● REQUIRED WORK
In the material below, extract and repeat the lines verbatim, beginning at the line containing "Sample: x=439, y=438." and ending after the line containing "x=543, y=427".

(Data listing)
[Begin]

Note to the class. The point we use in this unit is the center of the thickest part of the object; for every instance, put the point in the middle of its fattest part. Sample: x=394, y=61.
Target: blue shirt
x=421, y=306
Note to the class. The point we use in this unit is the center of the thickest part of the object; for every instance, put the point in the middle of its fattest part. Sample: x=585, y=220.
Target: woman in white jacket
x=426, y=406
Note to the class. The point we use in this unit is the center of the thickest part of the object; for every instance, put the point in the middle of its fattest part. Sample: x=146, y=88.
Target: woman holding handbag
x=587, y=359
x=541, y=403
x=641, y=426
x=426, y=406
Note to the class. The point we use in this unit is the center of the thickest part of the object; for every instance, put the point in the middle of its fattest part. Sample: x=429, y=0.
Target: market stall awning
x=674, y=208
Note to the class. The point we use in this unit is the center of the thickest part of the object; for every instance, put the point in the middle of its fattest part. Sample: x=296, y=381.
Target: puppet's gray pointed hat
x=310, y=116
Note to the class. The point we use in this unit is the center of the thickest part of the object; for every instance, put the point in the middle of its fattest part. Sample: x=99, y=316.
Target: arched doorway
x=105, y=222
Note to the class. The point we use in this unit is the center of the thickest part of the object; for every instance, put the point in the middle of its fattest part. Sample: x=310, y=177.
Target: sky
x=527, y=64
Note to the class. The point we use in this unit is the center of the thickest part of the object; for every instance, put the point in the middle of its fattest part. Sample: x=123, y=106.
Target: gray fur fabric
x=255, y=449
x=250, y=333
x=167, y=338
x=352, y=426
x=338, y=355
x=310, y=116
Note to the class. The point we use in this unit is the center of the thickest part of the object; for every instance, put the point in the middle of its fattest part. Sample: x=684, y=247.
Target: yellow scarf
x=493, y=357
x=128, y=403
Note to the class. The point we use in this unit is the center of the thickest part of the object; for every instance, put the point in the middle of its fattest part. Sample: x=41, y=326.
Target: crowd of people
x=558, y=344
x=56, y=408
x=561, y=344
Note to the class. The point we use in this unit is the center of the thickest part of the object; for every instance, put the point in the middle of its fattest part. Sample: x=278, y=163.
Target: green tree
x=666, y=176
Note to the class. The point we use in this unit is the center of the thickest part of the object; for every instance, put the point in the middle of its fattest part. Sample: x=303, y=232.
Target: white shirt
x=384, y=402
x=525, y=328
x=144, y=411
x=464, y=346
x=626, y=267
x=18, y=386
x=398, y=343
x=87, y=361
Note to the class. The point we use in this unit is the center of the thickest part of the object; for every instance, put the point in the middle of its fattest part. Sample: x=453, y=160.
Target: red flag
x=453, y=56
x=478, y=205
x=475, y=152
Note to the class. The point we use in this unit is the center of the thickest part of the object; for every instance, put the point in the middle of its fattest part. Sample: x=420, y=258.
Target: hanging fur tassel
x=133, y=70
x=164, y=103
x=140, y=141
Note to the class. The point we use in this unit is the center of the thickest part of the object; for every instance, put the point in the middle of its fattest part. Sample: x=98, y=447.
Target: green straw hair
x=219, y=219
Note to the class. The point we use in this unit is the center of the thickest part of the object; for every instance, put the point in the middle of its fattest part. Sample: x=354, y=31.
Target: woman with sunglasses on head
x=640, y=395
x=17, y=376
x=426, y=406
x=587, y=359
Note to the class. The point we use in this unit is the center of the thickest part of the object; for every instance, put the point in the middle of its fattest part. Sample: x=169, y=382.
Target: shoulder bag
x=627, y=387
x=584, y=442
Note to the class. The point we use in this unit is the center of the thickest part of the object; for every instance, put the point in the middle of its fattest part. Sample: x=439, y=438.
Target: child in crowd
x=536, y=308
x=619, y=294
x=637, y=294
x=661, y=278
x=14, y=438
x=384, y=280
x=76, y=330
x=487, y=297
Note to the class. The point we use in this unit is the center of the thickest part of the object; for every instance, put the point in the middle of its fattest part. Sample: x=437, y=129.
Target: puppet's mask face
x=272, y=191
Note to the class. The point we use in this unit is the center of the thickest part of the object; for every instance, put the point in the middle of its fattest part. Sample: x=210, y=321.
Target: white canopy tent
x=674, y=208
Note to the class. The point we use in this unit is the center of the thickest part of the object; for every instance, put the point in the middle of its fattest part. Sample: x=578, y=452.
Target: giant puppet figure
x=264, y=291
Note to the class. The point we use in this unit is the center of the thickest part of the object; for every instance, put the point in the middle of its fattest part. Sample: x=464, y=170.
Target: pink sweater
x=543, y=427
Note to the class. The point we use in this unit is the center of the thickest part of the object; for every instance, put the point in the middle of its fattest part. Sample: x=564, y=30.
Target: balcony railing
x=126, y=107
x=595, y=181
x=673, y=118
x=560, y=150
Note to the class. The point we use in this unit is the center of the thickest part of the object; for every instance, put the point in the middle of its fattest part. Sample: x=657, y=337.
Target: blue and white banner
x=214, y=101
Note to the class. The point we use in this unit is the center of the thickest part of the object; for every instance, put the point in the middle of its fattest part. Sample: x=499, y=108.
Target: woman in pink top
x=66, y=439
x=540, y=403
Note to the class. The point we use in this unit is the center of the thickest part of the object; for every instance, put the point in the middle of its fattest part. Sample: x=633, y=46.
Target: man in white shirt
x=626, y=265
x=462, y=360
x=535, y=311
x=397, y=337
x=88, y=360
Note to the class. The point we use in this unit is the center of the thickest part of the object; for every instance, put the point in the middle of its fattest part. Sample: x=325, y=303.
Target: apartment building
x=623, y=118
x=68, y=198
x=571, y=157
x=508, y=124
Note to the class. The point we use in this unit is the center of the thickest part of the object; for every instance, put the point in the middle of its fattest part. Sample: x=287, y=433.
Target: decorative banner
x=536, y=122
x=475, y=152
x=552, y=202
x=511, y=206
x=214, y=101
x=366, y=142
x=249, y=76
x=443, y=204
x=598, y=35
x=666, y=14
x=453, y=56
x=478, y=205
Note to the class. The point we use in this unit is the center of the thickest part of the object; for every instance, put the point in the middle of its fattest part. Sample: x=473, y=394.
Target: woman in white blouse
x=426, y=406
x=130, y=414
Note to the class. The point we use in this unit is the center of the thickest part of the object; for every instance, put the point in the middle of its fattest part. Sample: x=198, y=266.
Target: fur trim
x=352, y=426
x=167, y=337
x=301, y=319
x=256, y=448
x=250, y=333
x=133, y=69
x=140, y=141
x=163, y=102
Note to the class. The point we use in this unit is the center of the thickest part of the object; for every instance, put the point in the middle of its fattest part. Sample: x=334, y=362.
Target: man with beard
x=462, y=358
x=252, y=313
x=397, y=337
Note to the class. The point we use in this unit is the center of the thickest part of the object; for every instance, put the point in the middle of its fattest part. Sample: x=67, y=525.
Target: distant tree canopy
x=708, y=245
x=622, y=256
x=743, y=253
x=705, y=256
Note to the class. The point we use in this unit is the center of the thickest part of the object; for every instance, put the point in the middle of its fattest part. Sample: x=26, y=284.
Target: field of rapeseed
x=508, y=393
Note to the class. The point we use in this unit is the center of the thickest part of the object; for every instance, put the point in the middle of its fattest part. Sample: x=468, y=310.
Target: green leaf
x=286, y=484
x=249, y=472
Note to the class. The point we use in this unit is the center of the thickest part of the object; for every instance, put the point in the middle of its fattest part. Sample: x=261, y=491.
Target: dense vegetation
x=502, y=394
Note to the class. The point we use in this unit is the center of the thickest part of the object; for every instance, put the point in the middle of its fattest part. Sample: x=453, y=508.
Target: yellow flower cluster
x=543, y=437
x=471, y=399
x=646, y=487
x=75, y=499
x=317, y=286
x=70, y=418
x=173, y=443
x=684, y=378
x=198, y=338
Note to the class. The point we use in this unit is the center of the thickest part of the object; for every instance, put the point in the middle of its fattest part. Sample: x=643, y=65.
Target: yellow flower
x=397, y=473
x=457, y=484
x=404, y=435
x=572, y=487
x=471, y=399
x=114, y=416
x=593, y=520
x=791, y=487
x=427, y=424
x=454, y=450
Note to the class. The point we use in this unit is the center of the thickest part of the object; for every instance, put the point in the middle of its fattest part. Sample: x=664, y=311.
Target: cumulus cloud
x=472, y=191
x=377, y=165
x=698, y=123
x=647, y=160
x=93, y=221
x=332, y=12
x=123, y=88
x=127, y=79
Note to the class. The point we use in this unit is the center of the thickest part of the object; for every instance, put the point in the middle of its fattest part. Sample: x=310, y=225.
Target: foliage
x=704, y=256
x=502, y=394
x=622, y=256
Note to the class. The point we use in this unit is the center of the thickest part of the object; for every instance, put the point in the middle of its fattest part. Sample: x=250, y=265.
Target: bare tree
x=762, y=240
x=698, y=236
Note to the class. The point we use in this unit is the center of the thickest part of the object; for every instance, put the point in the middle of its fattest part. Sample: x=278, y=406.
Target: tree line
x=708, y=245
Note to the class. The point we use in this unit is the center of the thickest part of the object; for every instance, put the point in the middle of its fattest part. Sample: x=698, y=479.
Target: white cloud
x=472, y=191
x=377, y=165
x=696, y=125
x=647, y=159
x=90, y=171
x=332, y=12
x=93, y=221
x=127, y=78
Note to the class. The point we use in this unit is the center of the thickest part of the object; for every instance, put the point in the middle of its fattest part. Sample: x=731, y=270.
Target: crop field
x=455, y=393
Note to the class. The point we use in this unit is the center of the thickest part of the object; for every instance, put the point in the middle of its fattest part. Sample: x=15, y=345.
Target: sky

[End]

● COMPLETE RESPONSE
Note to the class. The point we use in this unit is the center of the thickest part of the object; for every instance, put the point in the middle of its fattest part. Sample: x=439, y=438.
Target: child in crowd
x=536, y=308
x=619, y=294
x=637, y=294
x=661, y=278
x=14, y=438
x=384, y=280
x=76, y=330
x=487, y=297
Note to the class. The point we use in this unit is the center of the thickest part of the object; for every instance, put the point in the middle of its fattest part. Sample: x=437, y=129.
Target: puppet's mask face
x=272, y=191
Note to the class. The point we use in this unit is the center of the thickest part of the object; for every instance, put the point in the middle of its fattest part. Sample: x=210, y=321.
Target: white canopy tent
x=674, y=208
Note to the class. The point we use in this unit is the center of the thickest part of the object; for every instance, put the point in the middle of its fattest part. Sample: x=578, y=452.
Target: giant puppet figure
x=264, y=291
Note to the class. The point we use in this unit is the center of the thickest part of the object; for every instance, put the point in the middle of its fattest part. Sample: x=464, y=170.
Target: pink sweater
x=543, y=427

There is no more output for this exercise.